__Task objective__: Please rename "gravel ground" to "sandy ground" throughout the data below, leaving everything else unchanged. Leave the pictures out of your answer.

* start *

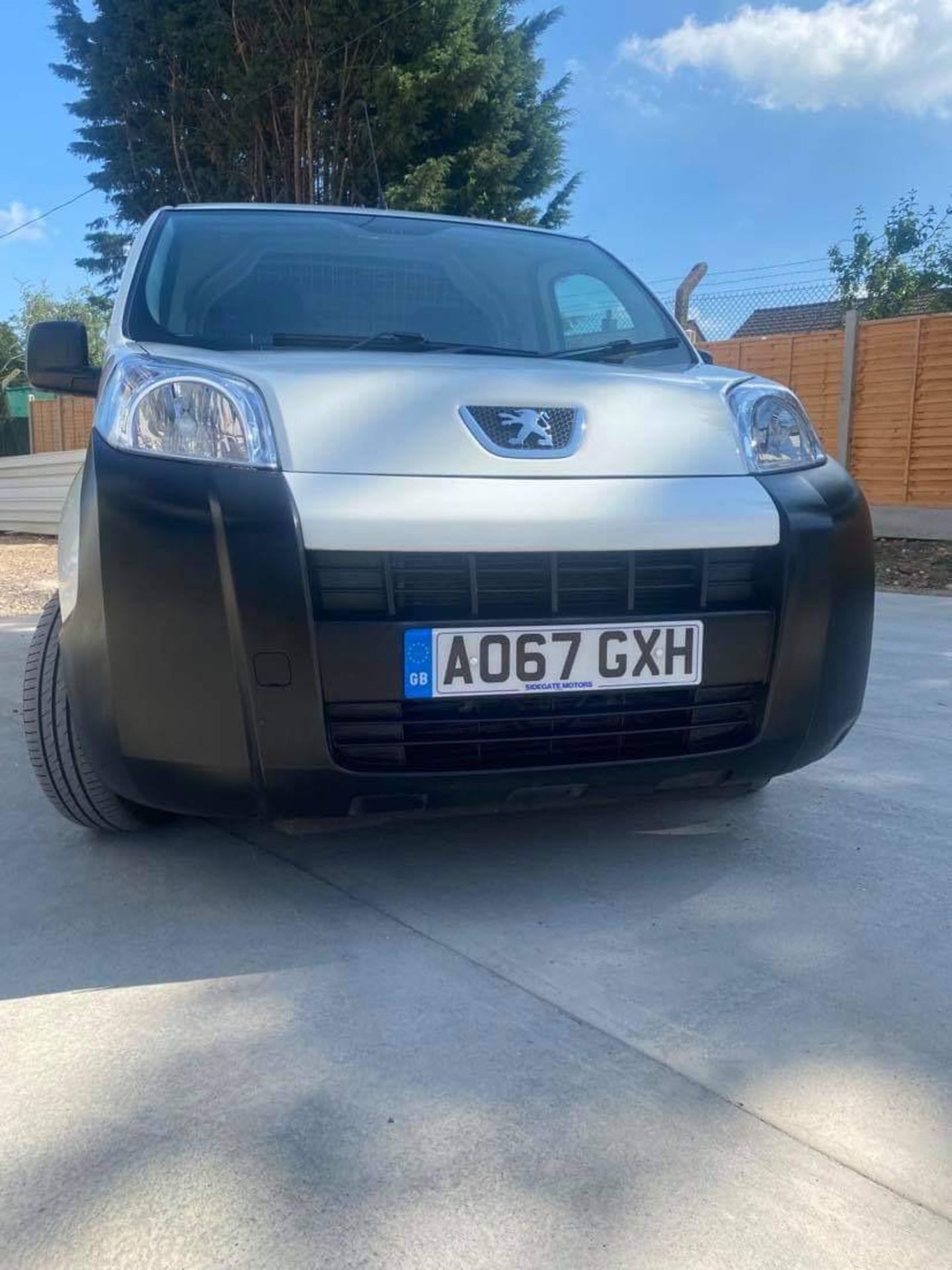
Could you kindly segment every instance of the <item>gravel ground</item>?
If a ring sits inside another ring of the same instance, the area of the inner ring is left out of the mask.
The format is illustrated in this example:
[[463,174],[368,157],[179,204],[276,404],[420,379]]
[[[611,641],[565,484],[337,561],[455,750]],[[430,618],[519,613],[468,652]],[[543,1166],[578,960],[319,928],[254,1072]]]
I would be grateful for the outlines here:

* end *

__Exercise output__:
Could you kindly segment every instance of the <item>sandy ground</item>?
If a ring sits inside another ring of the same instance, the area of the inner ring is left out of the mask.
The format is illustrated in this example:
[[463,174],[368,157],[179,204],[276,404],[420,379]]
[[[611,641],[565,484],[337,561],[455,750]],[[430,618],[519,613],[468,652]],[[543,1166],[578,960],[319,928],[254,1072]]]
I would be grateful for the outlines here:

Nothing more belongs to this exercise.